▶ AUSGEWÄHLTER TEXT
------------------------------------------------------------------------

Einmal im Jahr muß Amfortas den Gral hervorholen und mit Hilfe von dessen Kraft die Lebensmittelvorräte und letztlich die ganze Burg und ihre Bewohner erneuern. Dies geschieht durch einen rituellen Beischlaf mit einer Jungfrau, ganz im Stil der altorientalischen Fruchtbarkeitskulte. Der Gottkönig erneuert stellvertretend für den Fruchtbarkeitsgott die Welt, indem er den Beischlaf vollzieht. Das ist eine magische Handlung; in Analogie zur Befruchtung einer Frau soll die Natur befruchtet werden. Aber der arme Amfortas kann  nicht. Sein Name verrät es: „Amfortas“ ist „infortas“ – ohne (männliche) Kraft. Wie kam es dazu, dass Amfortas ohne sexuelle Kraft ist ? Amfortas hat sich, enttäuscht über die Zurückweisung durch Orgeluse („Orgeilleuse“, die „Stolze“) im Garten der Lüste mit Klingsors Freudenmädchen eingelassen (so erzählt es Wagner’s Oper in Anlehnung an Robert der Borons Gralsgeschichte). Dabei hat er sich eine Geschlechtskrankheit geholt, die ihn am Beischlaf und am Kinderzeugen hindert. Klingsor machte also Amfortas Klinge sor („sor“ ist „wund“).

------------------------------------------------------------------------

▶ ÜBUNGSMATERIAL
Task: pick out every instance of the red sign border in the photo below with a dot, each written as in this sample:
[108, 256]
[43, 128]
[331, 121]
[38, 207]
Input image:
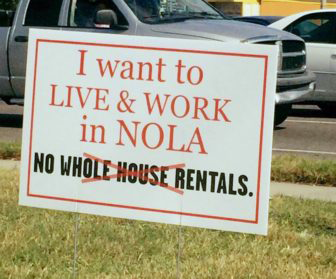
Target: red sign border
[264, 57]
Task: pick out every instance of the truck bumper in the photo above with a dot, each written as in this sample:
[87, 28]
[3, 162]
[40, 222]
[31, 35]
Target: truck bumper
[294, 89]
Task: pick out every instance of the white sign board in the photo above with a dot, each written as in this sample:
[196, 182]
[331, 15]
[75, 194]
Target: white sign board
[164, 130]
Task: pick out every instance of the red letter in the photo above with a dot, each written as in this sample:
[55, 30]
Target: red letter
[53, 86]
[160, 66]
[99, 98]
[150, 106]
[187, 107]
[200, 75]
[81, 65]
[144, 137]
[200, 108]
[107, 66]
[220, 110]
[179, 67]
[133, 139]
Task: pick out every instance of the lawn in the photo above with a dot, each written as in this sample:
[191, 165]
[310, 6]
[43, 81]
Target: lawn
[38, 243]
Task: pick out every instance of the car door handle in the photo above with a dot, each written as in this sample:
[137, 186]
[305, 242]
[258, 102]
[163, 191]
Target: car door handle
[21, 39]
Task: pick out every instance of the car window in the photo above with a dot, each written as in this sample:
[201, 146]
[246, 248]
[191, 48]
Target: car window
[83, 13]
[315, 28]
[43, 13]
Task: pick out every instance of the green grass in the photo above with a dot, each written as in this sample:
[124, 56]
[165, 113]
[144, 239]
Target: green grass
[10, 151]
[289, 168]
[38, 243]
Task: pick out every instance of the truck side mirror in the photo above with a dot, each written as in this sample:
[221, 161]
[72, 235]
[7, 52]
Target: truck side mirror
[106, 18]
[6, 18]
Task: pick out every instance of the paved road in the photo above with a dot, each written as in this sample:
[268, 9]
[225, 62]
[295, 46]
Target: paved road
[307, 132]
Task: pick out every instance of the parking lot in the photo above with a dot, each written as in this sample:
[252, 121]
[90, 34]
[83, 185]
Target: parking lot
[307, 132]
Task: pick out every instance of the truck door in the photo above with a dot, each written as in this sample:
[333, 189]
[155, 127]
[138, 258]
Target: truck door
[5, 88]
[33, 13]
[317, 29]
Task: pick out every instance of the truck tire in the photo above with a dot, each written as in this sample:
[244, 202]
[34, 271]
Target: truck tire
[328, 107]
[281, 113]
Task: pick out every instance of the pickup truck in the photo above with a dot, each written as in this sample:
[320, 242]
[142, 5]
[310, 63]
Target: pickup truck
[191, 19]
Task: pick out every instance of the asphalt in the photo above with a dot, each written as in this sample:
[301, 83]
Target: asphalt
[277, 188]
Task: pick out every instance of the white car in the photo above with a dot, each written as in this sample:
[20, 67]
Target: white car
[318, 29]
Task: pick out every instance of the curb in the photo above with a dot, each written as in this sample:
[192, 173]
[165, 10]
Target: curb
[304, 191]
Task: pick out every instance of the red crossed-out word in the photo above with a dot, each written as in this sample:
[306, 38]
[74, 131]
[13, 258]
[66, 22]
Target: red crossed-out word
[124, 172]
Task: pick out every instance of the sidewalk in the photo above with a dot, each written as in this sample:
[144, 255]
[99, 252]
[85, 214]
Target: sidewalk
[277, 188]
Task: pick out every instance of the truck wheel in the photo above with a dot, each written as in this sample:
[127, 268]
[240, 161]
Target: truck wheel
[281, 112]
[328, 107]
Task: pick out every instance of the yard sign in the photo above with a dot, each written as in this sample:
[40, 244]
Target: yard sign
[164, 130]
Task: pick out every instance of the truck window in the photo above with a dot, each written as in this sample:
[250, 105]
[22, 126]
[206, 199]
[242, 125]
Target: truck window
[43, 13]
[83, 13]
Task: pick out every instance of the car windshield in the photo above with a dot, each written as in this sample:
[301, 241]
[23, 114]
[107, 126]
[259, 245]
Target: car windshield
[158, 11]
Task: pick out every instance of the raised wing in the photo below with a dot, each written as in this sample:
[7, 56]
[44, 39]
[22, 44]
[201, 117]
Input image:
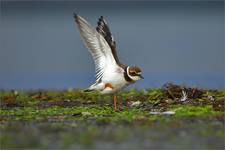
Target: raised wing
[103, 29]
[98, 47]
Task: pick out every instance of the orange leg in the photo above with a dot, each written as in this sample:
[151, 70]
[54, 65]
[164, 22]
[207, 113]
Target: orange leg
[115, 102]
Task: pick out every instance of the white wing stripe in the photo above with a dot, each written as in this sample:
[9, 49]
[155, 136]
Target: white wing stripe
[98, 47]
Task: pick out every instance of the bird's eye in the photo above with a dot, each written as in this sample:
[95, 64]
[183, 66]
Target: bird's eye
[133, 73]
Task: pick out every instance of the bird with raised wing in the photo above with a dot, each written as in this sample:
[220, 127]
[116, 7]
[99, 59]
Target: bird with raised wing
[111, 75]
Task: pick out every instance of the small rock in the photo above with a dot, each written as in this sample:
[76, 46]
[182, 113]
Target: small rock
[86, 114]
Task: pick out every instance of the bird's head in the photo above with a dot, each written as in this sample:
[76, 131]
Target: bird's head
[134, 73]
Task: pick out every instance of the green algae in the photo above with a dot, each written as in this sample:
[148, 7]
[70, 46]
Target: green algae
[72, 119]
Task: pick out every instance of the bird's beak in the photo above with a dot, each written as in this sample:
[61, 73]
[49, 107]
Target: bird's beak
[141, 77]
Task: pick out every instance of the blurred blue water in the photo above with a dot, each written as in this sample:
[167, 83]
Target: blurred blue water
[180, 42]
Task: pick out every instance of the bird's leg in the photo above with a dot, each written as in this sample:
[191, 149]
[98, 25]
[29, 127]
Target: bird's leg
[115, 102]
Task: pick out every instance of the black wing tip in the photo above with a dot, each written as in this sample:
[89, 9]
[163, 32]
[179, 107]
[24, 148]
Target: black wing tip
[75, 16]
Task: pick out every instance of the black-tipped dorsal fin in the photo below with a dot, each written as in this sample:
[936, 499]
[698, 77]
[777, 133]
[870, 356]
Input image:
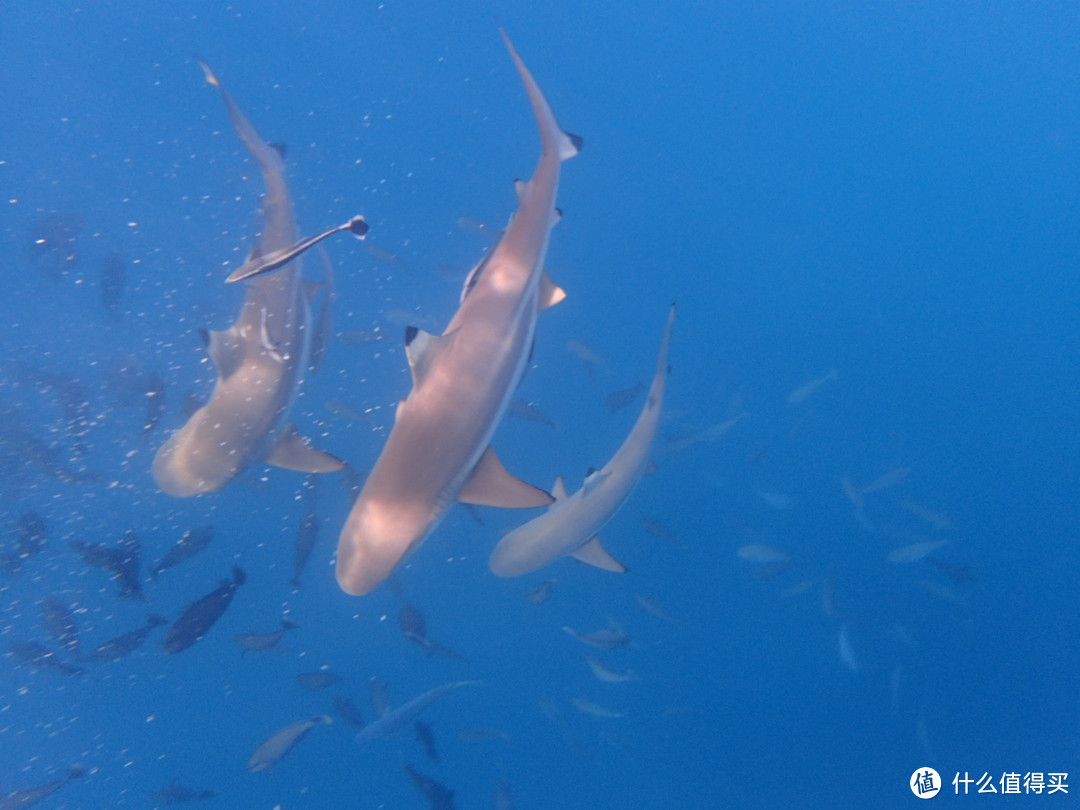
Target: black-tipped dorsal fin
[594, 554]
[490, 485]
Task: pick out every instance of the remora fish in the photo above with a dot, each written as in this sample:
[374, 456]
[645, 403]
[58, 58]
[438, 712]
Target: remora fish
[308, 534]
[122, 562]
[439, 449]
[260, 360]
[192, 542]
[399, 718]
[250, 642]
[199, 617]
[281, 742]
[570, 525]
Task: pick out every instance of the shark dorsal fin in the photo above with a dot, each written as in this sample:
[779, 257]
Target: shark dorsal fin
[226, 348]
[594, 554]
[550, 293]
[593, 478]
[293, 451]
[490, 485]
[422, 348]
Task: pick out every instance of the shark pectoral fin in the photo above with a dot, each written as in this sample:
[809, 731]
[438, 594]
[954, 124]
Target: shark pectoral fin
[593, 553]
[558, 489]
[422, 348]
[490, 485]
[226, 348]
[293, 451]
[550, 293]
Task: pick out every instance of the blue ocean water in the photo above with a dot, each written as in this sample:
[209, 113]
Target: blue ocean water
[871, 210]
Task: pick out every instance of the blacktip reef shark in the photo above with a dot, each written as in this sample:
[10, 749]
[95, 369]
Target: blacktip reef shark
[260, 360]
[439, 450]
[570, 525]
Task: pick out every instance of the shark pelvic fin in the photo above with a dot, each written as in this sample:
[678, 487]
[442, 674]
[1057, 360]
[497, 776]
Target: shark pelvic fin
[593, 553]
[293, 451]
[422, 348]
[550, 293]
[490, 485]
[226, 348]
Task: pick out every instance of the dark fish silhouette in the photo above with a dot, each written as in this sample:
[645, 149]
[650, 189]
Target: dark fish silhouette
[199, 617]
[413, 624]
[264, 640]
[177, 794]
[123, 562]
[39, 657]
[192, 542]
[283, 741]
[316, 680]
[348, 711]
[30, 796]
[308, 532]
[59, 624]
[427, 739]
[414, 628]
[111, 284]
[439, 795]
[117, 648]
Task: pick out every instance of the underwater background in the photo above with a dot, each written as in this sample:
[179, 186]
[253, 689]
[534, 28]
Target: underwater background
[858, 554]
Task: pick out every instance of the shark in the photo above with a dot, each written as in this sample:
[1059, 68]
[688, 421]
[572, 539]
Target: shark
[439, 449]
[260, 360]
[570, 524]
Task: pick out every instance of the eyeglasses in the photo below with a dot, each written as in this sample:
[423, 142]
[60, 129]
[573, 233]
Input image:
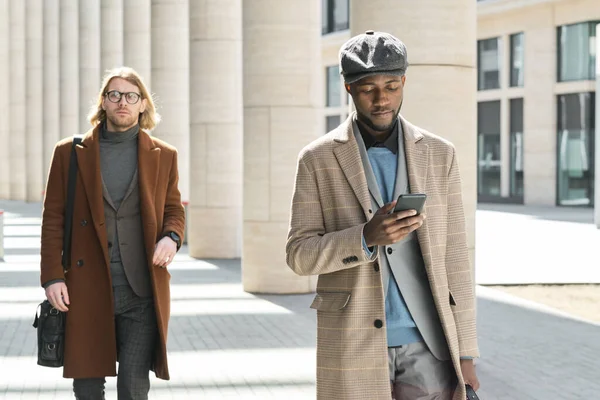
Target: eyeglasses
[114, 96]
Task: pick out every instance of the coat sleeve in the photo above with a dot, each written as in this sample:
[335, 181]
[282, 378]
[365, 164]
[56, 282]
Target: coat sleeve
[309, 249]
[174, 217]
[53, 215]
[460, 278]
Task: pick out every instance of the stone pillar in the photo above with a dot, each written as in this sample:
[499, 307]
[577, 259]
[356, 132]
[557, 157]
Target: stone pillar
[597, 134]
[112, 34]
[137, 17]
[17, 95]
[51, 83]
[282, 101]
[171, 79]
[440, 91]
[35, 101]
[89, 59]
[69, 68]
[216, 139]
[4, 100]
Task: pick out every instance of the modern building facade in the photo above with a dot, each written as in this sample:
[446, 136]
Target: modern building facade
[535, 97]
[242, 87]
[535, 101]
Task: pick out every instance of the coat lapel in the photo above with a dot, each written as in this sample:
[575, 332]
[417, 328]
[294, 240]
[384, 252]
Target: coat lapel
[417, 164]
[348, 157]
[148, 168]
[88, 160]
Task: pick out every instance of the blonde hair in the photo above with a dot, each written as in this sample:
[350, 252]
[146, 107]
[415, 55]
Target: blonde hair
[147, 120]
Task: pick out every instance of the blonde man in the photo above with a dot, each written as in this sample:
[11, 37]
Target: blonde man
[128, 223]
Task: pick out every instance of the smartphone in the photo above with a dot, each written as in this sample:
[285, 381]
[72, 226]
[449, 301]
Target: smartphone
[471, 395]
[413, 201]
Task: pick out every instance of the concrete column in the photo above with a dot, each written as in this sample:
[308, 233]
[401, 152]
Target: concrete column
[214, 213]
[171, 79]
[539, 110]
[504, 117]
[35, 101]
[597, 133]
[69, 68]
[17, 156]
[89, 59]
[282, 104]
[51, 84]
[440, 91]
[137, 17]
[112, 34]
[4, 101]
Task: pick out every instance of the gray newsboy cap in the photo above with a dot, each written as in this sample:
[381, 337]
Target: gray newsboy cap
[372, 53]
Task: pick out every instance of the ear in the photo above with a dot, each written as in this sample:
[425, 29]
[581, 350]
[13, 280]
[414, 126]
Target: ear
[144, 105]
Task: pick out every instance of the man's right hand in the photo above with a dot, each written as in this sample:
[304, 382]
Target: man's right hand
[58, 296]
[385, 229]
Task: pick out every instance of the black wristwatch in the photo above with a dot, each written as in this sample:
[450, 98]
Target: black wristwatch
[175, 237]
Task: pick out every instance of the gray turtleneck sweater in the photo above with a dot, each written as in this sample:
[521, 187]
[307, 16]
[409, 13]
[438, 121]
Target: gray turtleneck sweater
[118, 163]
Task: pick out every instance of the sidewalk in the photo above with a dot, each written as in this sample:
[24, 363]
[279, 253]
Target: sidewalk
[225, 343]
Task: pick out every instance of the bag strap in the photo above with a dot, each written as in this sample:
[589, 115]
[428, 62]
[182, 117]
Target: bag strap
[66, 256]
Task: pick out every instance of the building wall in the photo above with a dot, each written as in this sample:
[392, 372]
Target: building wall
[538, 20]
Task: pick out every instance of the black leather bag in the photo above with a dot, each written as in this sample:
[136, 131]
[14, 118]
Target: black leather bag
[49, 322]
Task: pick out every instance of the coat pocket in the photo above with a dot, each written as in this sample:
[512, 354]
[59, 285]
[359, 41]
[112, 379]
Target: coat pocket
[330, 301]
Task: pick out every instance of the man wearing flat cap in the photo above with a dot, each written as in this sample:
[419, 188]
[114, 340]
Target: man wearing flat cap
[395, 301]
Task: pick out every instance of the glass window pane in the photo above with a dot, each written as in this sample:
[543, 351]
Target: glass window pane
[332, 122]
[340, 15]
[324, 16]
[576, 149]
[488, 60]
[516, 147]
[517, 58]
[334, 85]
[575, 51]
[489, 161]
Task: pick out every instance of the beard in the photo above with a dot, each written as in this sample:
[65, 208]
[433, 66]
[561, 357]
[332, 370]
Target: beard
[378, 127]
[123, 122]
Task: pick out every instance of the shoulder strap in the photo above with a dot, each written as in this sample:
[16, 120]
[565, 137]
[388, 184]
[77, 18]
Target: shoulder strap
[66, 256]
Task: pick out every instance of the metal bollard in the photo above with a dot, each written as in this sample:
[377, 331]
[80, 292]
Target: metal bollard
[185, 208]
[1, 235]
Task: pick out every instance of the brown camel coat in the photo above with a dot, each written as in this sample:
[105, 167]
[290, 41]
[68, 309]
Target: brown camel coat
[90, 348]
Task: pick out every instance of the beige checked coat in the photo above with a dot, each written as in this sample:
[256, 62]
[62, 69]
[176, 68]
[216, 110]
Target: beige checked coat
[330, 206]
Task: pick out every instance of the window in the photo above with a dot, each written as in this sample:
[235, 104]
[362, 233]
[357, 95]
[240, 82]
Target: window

------------------------------------------------------------------------

▶ DEINE AUFGABE
Fass den Text über Amfortas in genau zwei Sätzen zusammen.

▶ DIE ANTWORT
Einmal im Jahr muss Amfortas mit der Kraft des Grals die Vorräte, die Burg und ihre Bewohner durch einen rituellen Beischlaf mit einer Jungfrau erneuern, doch er ist ohne männliche Kraft, worauf schon sein Name hinweist. Enttäuscht von Orgeluses Zurückweisung hatte er sich mit Klingsors Freudenmädchen eingelassen und sich dabei eine Geschlechtskrankheit geholt, die ihn am Beischlaf und am Kinderzeugen hindert.